* **What you are asked to do**
Lay out the rows from the line containing "In the photo above, where can the shoreline" through the end of the rows as a numbered list. Skip blank lines and leave out the pictures.

%%

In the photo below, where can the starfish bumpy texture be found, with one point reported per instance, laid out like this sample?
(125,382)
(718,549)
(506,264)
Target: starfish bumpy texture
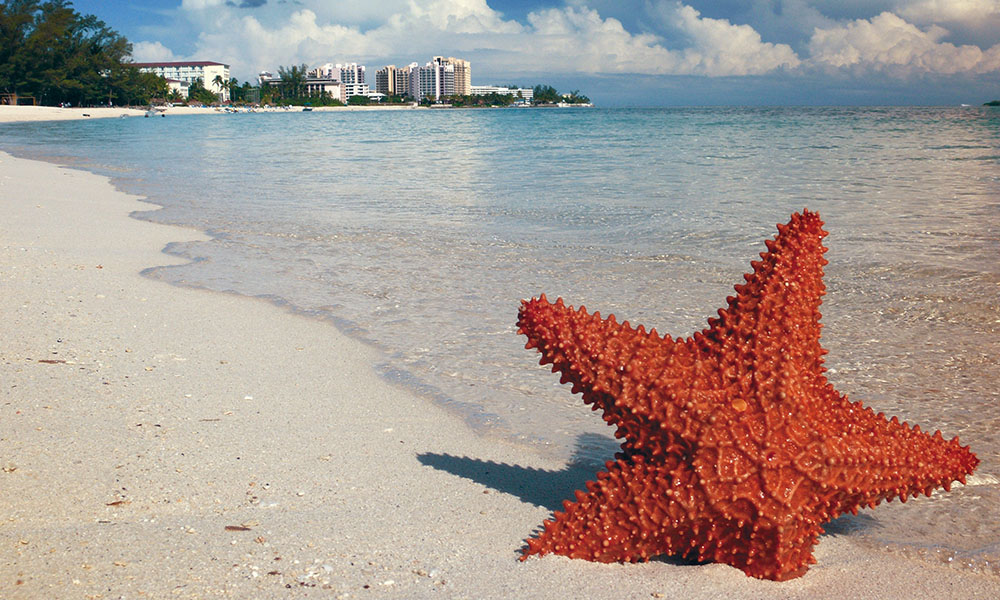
(736,447)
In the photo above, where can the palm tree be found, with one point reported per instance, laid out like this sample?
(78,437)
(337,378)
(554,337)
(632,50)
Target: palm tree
(220,84)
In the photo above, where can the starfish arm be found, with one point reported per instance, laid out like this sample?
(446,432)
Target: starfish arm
(736,447)
(638,509)
(619,370)
(632,512)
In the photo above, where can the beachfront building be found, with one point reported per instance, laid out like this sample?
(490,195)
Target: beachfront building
(315,83)
(178,86)
(317,86)
(214,76)
(462,73)
(356,89)
(435,80)
(525,94)
(351,73)
(385,80)
(403,76)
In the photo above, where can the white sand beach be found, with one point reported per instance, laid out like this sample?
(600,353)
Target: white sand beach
(164,442)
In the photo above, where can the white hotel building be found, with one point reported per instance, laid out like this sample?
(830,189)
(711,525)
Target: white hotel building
(189,72)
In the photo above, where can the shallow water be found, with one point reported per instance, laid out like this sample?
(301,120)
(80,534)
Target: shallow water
(420,231)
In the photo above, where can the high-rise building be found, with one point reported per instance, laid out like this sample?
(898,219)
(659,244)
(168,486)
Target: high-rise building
(435,80)
(385,80)
(351,72)
(403,76)
(463,74)
(214,76)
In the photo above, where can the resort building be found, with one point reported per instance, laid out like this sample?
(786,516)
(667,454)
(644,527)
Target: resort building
(356,89)
(385,80)
(351,73)
(462,74)
(403,76)
(324,85)
(315,83)
(214,76)
(525,94)
(181,87)
(435,80)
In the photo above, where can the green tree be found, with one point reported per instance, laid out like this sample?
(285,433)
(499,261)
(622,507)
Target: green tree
(545,94)
(292,81)
(198,91)
(50,51)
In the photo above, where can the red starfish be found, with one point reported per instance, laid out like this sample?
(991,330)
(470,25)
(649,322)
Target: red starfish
(736,447)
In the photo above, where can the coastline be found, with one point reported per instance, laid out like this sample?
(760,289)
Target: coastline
(183,443)
(16,114)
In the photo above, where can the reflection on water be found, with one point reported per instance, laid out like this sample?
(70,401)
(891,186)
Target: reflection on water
(421,231)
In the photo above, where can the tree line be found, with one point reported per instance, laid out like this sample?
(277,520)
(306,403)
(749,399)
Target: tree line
(55,55)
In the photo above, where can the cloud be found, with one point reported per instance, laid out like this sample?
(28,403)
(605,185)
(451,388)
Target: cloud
(674,38)
(955,11)
(568,39)
(887,43)
(151,52)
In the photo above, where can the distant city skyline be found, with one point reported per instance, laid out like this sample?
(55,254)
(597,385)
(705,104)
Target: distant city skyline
(620,52)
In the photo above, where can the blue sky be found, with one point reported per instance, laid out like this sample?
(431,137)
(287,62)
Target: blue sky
(620,52)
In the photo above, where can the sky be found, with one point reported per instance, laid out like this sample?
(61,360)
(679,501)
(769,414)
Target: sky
(618,52)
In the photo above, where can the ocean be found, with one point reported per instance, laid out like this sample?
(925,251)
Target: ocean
(420,231)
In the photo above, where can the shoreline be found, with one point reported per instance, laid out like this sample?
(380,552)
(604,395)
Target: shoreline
(176,442)
(24,114)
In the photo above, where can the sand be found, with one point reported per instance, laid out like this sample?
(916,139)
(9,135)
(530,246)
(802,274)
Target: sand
(164,442)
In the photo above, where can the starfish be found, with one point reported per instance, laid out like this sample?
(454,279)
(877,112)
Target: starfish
(736,449)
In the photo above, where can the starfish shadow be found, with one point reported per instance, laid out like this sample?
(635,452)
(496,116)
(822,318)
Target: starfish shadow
(540,487)
(548,489)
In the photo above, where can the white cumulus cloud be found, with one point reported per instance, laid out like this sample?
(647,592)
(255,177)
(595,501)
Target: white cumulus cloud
(889,43)
(151,52)
(565,39)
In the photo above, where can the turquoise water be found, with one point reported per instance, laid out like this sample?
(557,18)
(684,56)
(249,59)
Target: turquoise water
(420,231)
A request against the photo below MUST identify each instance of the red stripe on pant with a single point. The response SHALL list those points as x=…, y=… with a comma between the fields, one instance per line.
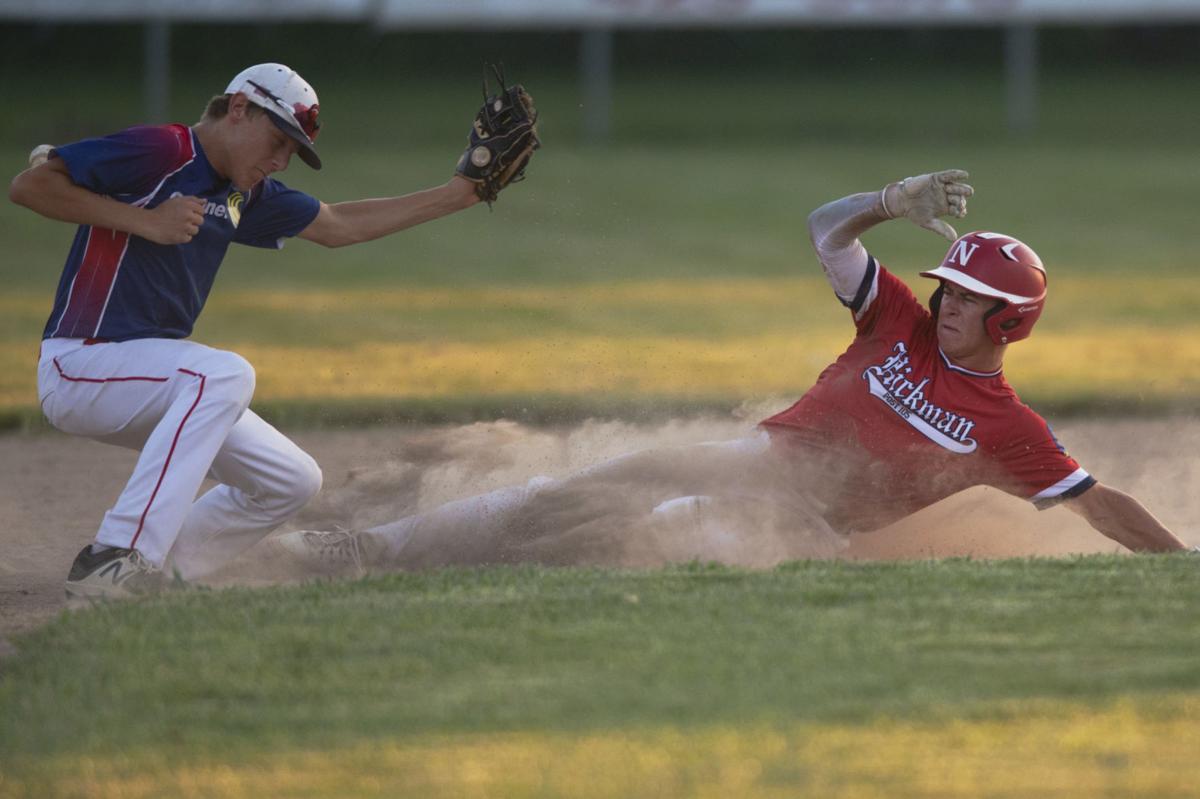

%%

* **Final result**
1. In the photo above, where can the shoreline be found, with one point reported per instance, laid out like this sample?
2. (380,552)
3. (604,395)
4. Target: shoreline
5. (176,442)
6. (24,114)
7. In the photo above, where can the sand be found, with one point reported per instance, laid out like this sample?
8. (916,139)
9. (9,135)
10. (530,246)
11. (802,274)
12. Target: sand
13. (164,442)
14. In the photo above, where can the starfish be found, with one point reported per instance, laid out like this sample?
15. (454,279)
16. (877,112)
17. Target: starfish
18. (736,449)
19. In the photo above, where can the starfish shadow be found, with one point reported per instance, laid out like this sample?
20. (635,452)
21. (496,116)
22. (822,318)
23. Target: starfish shadow
24. (540,487)
25. (548,489)
26. In the photo above, where can the white cumulus cloud be found, with one point reported per instance, laid out like this sample?
27. (647,592)
28. (255,177)
29. (595,501)
30. Target: white cumulus cloud
31. (889,43)
32. (151,52)
33. (565,39)
34. In the photo above, where can the turquoise water be found, with one point reported per instance, laid out like this sample?
35. (557,18)
36. (684,56)
37. (249,59)
38. Target: turquoise water
39. (420,231)
40. A request against the photo below MUST identify each instance of the red stripe on pant with a single point. The response SHALL list those points as x=…, y=… with a comma between the fields, one instance per line.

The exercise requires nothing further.